Reproduce every one of the following lines word for word, in the same order.
● ● ● ●
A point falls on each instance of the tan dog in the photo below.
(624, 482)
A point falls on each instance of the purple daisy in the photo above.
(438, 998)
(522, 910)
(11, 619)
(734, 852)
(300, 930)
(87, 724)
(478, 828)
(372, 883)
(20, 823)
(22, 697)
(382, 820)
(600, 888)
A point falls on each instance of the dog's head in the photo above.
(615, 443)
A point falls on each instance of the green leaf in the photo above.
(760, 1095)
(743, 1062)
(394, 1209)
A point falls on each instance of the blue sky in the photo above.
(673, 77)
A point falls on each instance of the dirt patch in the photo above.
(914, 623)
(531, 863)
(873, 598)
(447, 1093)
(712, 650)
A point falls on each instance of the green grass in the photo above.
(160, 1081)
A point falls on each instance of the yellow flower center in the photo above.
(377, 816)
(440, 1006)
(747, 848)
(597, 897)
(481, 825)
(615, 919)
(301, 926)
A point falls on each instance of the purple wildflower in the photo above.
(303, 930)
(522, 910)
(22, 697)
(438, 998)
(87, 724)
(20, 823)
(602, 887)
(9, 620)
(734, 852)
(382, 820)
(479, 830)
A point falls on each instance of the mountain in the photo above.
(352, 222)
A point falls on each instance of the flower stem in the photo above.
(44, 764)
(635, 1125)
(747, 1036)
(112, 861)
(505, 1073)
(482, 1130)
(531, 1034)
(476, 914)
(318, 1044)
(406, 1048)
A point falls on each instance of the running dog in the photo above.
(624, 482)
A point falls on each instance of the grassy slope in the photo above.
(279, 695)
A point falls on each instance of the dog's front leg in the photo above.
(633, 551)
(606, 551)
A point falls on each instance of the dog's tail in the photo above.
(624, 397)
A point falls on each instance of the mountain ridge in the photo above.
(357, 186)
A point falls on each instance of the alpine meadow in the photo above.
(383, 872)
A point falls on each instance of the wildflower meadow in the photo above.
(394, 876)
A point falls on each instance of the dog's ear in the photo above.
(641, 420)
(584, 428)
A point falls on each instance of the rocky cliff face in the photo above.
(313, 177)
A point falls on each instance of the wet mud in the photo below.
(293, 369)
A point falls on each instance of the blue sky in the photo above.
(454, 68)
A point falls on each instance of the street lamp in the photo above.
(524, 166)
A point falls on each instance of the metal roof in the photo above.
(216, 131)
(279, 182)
● ● ● ●
▶ RESPONSE:
A point falls on each instance of the tan dog in the photo below.
(624, 482)
A point falls on each instance of the purple daisy in the photo above.
(438, 998)
(522, 910)
(11, 619)
(734, 852)
(300, 930)
(87, 724)
(478, 828)
(372, 883)
(20, 823)
(22, 697)
(382, 820)
(600, 888)
A point falls on each instance of the dog's head in the photo above.
(615, 443)
A point falls on each instance of the green leaf in the photo above.
(760, 1095)
(743, 1062)
(394, 1209)
A point falls on each instance of the blue sky in the photo above.
(673, 77)
A point falls on each instance of the dirt patch in the photo above.
(914, 623)
(531, 863)
(873, 598)
(447, 1093)
(712, 650)
A point falls on each instance of the green grass in the photo above.
(160, 1081)
A point falls on each instance of the yellow flower center in the photo above.
(377, 816)
(440, 1006)
(747, 848)
(597, 897)
(481, 825)
(615, 919)
(301, 926)
A point falls on each instance of the purple wildflower in the photo above.
(303, 930)
(522, 910)
(22, 697)
(438, 998)
(87, 724)
(20, 823)
(602, 887)
(9, 620)
(734, 852)
(382, 820)
(479, 830)
A point falls on each instance of the mountain in the photo above.
(352, 222)
A point falls on each instance of the flower stem in the photo above.
(44, 764)
(635, 1125)
(747, 1036)
(112, 861)
(505, 1073)
(482, 1130)
(531, 1034)
(476, 914)
(318, 1044)
(406, 1048)
A point falls on each instance of the running dog in the photo above.
(624, 482)
A point falls on each instance of the grassy slope in the photo above.
(279, 695)
A point falls on each instance of the dog's front leg in the photo above.
(633, 551)
(606, 551)
A point falls on each instance of the dog's tail in the photo above.
(624, 397)
A point falls on each instance of the mountain ridge in the photo above.
(357, 186)
A point falls on each instance of the alpine meadow in the photo above.
(383, 872)
A point falls on each instance of the wildflower meadow in the photo above.
(394, 876)
A point falls on each instance of the dog's ear in the photo above.
(641, 420)
(584, 428)
A point falls on each instance of the rocky cliff face in the photo above.
(313, 177)
A point falls on each instance of the wet mud in the photo below.
(293, 369)
A point falls on each instance of the blue sky in the photo above.
(454, 68)
A point falls on each instance of the street lamp in the photo above.
(524, 166)
A point falls on each instance of the metal roof in the photo above.
(216, 131)
(279, 182)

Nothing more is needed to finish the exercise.